# Unofficial World Records



## pjk (Apr 6, 2008)

Speedcubing.com posts the major breaks in UWR's every so often. I just noticed this:
"Jason Baum broke the Unofficial World Record for solving Rubik's Cube, with a new average record of 9.92 seconds."

Jason, is this with ZBF2L? At the time of this posting, the UWR list isn't updated, only the above was posted on the homepage. Also here.


----------



## Ron (Apr 6, 2008)

Mmmm, that was strange. The new version was on the server, but even when I refreshed I still saw the old version. I uploaded again and now it shows the latest version.


----------



## fanwuq (Apr 6, 2008)

I see it on there.

"(11.81) 10.33 10.52 09.59 10.53 (07.43) 10.81 10.47 08.84 08.66 10.02 09.43
I feel a little guitly about posting this. Three of the solves (10.53 8.66 and 9.43) had PLL skips. I am definitely not this fast consistently and guys like Nakajima Mitsuki Edouard Harris and Andrew Kang are all way better than me. One of you guys better beat this! My normal average is 11-12. I will do something like that in competition eventually!"

Well, congratulations!


----------



## Jason Baum (Apr 6, 2008)

When I am taking "real" averages, I only use ZBF2L on easy cases. I know I used it at least twice in that average. But for me right now, the best way to use the ZB I know is to mix it in with my Fridrich solving. I think that will change when I have more of ZBLL down though. That average was a total fluke and I really don't deserve the UWR...

By the way, why is it that commas never display in the comments?


----------



## pjk (Apr 6, 2008)

Jason Baum said:


> When I am taking "real" averages, I only use ZBF2L on easy cases. I know I used it at least twice in that average. But for me right now, the best way to use the ZB I know is to mix it in with my Fridrich solving. I think that will change when I have more of ZBLL down though. That average was a total fluke and I really don't deserve the UWR...
> 
> By the way, why is it that commas never display in the comments?


Cool. What do you mean commas never display in comments? Can you give me an example?


----------



## Jason Baum (Apr 7, 2008)

(Exercise requirements):
a - In the thread about unofficial Rubik's Cube world records, rewrite as a short list the paragraph in Jason Baum's Apr 6 post that begins "When I am taking", keeping its main facts.
b - Pick up the forum thread about unofficial Rubik's Cube records after its last header, "Jason Baum (Apr 7, 2008)".

(Records):
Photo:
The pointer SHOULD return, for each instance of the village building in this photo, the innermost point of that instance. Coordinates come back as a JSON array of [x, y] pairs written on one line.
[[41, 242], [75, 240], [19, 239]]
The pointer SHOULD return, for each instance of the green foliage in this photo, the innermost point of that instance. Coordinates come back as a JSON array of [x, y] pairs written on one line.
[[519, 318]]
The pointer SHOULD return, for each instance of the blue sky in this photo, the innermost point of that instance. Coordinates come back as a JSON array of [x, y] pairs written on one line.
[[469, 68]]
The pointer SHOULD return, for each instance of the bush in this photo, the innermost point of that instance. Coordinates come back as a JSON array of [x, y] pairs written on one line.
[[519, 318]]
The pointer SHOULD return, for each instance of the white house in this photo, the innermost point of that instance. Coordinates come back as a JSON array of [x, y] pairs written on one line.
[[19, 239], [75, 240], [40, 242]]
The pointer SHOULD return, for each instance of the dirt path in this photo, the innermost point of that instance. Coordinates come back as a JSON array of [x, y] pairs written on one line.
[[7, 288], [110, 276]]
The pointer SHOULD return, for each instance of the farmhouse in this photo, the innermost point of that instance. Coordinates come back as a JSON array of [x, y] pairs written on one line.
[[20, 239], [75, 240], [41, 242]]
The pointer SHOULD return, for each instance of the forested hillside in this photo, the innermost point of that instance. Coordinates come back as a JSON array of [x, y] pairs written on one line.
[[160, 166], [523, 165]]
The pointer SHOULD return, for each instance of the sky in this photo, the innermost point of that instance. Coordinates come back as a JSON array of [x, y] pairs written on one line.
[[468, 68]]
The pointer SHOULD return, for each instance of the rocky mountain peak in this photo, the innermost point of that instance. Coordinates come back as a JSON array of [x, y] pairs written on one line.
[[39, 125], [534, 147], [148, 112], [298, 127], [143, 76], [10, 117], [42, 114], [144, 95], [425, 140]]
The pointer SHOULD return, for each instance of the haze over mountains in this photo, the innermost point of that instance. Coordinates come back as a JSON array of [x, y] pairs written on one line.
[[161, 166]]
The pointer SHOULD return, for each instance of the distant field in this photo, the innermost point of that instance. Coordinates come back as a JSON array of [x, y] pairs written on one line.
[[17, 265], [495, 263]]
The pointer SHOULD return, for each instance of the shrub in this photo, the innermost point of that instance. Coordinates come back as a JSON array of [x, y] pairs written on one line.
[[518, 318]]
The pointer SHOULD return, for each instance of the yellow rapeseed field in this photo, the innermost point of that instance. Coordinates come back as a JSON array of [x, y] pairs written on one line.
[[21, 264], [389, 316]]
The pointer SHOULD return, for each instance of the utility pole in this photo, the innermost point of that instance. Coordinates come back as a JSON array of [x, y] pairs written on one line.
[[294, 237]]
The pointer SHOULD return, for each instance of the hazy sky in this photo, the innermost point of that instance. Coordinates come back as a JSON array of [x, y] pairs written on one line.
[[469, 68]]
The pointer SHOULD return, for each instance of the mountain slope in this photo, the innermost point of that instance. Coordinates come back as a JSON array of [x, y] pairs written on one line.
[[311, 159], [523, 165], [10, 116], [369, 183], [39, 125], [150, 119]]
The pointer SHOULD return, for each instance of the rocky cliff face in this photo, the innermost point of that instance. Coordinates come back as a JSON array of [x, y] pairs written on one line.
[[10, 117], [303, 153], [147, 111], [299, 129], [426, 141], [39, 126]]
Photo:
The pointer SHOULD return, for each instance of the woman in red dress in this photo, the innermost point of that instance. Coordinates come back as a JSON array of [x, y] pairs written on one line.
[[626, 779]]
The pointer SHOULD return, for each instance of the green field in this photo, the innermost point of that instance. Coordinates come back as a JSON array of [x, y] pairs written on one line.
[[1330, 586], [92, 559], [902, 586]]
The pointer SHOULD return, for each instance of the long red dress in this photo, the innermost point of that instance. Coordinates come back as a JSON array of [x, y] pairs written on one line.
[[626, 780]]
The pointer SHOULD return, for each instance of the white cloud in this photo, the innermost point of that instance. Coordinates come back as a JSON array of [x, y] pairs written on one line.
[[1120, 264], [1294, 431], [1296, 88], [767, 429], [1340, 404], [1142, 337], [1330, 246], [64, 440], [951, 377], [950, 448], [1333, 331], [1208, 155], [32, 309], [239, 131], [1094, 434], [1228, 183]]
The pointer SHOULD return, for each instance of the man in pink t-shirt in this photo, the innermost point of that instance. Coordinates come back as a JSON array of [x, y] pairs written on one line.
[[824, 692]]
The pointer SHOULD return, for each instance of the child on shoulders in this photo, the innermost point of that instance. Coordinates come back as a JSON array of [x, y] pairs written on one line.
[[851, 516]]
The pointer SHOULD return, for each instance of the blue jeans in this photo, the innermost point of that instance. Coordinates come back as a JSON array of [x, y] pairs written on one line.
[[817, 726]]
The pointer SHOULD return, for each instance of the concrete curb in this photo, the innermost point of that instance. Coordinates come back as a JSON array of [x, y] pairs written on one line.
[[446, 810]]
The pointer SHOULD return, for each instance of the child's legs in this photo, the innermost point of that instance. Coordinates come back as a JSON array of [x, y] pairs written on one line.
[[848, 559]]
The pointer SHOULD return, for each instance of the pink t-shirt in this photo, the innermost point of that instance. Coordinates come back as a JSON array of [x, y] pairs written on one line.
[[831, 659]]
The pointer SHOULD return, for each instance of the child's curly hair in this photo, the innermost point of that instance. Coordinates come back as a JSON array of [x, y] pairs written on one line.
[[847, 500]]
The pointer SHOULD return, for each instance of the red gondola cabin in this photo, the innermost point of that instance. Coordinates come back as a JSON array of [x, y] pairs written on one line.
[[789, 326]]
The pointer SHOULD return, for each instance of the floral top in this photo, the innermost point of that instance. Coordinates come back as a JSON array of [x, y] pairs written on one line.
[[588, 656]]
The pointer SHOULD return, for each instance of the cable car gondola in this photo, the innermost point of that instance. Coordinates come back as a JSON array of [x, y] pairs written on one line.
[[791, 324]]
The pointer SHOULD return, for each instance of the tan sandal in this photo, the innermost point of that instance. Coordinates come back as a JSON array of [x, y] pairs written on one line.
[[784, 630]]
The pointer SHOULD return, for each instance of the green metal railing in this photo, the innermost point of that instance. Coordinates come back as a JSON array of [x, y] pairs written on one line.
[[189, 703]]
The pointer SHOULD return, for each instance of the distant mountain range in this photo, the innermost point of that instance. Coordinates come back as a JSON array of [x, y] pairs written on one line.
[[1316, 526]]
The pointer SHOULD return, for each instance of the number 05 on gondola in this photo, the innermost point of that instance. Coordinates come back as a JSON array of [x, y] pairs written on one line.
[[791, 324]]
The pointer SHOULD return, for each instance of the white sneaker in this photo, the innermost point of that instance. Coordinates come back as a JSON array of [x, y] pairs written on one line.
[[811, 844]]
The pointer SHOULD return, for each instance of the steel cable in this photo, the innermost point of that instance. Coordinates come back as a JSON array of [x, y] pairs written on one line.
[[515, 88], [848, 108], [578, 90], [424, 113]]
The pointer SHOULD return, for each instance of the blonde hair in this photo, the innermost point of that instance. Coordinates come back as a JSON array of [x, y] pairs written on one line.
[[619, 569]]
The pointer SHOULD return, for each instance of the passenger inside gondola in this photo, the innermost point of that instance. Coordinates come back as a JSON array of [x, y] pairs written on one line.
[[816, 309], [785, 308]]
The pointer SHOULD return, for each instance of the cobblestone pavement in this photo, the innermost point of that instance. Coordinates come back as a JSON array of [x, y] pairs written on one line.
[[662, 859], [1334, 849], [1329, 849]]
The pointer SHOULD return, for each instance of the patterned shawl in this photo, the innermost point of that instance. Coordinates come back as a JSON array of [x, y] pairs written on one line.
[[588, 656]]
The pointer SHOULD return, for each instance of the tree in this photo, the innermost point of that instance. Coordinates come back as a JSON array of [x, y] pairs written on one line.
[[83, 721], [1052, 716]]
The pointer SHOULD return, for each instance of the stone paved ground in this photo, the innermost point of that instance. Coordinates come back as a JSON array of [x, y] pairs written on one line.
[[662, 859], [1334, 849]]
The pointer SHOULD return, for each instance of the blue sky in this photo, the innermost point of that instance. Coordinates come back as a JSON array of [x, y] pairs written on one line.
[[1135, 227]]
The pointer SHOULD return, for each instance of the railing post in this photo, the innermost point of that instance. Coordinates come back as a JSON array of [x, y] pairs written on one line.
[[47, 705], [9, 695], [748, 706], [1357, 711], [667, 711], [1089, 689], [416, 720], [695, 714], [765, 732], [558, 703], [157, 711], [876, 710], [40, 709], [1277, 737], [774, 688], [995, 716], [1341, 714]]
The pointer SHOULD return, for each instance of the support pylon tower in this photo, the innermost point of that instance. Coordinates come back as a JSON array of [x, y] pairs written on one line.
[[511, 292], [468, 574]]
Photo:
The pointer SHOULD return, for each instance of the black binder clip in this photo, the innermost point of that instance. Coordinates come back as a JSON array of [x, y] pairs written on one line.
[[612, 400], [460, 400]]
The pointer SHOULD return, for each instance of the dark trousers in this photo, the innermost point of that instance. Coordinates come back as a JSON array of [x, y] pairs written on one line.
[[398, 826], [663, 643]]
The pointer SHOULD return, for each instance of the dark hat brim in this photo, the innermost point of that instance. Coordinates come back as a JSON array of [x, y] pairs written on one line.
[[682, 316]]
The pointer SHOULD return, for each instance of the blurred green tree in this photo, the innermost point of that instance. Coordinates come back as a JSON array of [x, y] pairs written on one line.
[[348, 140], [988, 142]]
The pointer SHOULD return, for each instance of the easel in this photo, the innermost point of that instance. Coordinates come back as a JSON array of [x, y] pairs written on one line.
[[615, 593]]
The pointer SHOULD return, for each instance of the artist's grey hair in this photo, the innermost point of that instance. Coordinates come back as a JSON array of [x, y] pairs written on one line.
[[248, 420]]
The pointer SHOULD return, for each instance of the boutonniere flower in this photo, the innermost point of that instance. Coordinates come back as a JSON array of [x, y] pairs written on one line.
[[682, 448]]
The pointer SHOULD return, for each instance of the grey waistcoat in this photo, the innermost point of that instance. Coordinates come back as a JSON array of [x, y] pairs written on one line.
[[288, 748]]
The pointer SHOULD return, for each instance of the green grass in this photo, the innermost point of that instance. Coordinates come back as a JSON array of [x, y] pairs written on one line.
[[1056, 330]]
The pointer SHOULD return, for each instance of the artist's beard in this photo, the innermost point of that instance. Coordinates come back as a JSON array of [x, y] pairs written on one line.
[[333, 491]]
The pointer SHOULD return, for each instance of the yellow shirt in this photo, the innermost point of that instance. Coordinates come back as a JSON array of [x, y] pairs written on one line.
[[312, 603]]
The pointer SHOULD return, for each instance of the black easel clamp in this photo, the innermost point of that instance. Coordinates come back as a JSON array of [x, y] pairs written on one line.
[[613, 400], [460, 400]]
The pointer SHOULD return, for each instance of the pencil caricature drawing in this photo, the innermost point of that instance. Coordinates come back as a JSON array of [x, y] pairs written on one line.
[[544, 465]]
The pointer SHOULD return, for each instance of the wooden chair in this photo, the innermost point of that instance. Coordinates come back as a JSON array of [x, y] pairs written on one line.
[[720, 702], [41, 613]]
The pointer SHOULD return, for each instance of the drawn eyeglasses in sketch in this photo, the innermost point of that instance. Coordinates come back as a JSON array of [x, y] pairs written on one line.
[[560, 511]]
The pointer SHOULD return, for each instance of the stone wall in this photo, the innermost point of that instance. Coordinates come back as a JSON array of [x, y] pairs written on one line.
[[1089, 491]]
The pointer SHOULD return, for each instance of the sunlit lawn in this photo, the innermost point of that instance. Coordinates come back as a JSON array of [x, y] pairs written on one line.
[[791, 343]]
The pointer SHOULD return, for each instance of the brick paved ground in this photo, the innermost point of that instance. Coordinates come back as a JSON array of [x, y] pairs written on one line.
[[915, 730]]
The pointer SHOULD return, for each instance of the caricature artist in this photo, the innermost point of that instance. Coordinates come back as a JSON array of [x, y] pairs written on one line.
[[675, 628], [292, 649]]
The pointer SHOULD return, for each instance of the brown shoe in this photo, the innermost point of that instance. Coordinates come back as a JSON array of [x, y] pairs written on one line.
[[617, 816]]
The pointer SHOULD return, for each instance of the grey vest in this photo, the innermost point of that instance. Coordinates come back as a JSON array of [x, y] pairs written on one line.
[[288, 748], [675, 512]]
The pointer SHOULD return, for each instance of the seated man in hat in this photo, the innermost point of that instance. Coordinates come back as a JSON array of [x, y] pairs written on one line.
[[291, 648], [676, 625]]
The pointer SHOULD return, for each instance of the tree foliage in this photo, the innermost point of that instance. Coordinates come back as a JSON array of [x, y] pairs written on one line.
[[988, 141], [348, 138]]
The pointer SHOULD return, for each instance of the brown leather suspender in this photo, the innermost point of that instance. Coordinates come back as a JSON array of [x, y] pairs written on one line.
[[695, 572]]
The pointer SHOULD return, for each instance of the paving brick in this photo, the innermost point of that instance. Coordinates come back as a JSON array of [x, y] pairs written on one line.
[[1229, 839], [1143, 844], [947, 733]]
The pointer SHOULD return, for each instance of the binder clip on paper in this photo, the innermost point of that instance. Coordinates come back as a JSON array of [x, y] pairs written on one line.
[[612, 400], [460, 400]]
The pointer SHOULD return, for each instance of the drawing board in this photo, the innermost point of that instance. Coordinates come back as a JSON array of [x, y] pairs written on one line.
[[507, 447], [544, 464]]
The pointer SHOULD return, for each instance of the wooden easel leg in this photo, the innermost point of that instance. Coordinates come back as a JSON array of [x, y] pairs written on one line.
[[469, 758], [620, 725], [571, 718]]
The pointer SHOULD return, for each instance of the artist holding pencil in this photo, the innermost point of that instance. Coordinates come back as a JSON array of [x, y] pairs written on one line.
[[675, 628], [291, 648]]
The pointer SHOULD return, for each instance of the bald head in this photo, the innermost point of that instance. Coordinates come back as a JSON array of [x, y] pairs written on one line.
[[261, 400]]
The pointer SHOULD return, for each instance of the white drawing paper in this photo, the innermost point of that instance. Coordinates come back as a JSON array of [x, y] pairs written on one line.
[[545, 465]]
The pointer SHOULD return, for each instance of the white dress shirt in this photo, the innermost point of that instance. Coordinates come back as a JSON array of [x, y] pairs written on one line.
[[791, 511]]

(Final results):
a -
- In "real" averages, he uses ZBF2L only on easy cases, and he used it at least twice in that average.
- For now, he mixes the ZB he knows into his Fridrich solving.
- He expects this to change once he has learned more ZBLL.
- He calls the average a fluke and says he doesn't deserve the UWR.

b -
When I submitted my comments, I typed "Nakajima, Mitsuki, Edouard, Harris, and Andrew Kang" but the commas didn't show up when it got posted. This has happened to me before as well so I was just wondering. It's no big deal though.


----------



## pjk (Apr 7, 2008)

Oh, you're referring to the speedcubing.com posting, right? That is Ron's site, I have no control over that.


----------



## Harris Chan (Apr 7, 2008)

Congrats Jason ;-)


----------



## Pedro (Apr 7, 2008)

http://www.cubingtechniques.com/cubing/records/

9.88 average :O


----------



## Ron (Apr 7, 2008)

Jason,

I have a script that removes commas if people post "garbage" between the times. This is to make the quotes look more uniform.
It also removes other commas unfortunately, but I simply do not have the time each day to remove the "garbage" commas by hand.

So if you post your times first, without commas and without double new lines in the quote, I do not run the script.

Sorry.

Ron


----------



## Hadley4000 (Apr 7, 2008)

Y'all make me feel really slow =[


----------



## isaacthecuber (Apr 7, 2008)

Hey Jason, can we get the scramble to that non-lucky 7.43? 

Congrats on the average!


----------



## Harris Chan (Apr 7, 2008)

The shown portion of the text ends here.